_WHAT TO WORK ON_
Copy the listing below, replacing "report the coordinates" with "list the coordinates" wherever it occurs and leaving all other text unchanged.

_THE DATA_
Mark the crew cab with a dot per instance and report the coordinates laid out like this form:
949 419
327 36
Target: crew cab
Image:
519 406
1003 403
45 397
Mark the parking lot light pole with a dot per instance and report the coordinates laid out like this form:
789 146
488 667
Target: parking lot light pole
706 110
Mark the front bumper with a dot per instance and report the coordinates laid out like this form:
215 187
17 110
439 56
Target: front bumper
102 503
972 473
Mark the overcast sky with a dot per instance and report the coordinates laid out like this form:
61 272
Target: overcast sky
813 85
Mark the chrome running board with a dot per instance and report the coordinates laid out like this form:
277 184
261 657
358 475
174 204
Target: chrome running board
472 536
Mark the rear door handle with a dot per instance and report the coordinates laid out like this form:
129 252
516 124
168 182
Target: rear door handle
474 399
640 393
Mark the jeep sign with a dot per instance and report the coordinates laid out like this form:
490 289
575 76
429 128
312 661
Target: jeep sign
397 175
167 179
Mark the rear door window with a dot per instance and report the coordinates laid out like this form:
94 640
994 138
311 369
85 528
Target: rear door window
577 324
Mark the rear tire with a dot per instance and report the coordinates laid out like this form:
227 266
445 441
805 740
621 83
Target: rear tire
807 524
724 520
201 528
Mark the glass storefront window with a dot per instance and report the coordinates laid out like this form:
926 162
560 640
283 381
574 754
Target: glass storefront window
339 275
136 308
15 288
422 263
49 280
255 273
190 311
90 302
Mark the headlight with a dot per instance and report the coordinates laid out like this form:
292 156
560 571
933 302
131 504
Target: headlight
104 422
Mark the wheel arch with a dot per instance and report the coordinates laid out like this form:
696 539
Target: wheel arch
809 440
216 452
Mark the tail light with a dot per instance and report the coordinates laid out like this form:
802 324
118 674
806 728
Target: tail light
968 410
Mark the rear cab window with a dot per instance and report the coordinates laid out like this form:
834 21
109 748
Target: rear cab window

_RESULT OF THIS EXERCISE_
Mark the crew cab with a dot per instance and list the coordinates laid out like this form:
949 419
327 36
Target: crew cab
Image:
519 406
1003 403
45 397
Mark the parking lot light pole with a dot per instance and list the coordinates laid out like this form:
789 146
488 667
Target: parking lot light pole
706 110
Mark the front bumper with a dot per instance and list the coordinates laid out like this form:
215 187
17 110
439 56
Target: front bumper
102 503
972 473
Mark the overcast sky with a dot per instance and list the coordinates laid out like this form:
61 272
Target: overcast sky
813 85
Mark the chrome running board with a dot per instance and list the coordinates laid out like this form:
277 184
261 657
358 475
174 204
Target: chrome running board
472 536
Mark the rear door handle with a dot per instance and list the coordinates laid out like this form:
129 252
516 124
168 182
Target: rear door handle
474 399
640 393
Mark the jeep sign with a dot per instance and list the coordinates laid out like this form:
490 289
575 76
429 128
312 661
Target: jeep sign
397 175
167 179
Mark the rear door window with a dot per instance and list the coordinates laid out like this form:
94 640
994 138
311 369
85 528
Target: rear door window
577 324
Mark the rear tire with a dot per instance and list the coordinates laid out like this form:
227 266
445 441
805 740
621 83
Target: rear tire
807 524
724 520
201 528
Mark the glass storefront window with a dot per instance and list the coordinates laid out like this form:
926 162
560 640
283 381
574 754
Target: glass storefront window
339 275
136 308
15 288
422 263
49 280
255 273
190 311
90 302
Mark the headlight with a dot per instance and list the coordinates laid out like this form:
292 156
560 571
933 302
131 504
Target: headlight
104 422
Mark the wheel arch with a dot per instance and list the coordinates laid out like this form:
696 539
Target: wheel arch
809 440
216 452
Mark the tail light with a dot per instance and list the coordinates laid out like this form:
802 324
118 674
806 728
Target: tail light
968 410
Mark the rear cab window with a dot per instance and list the coordinates laid out like this form:
834 21
109 748
Target: rear cab window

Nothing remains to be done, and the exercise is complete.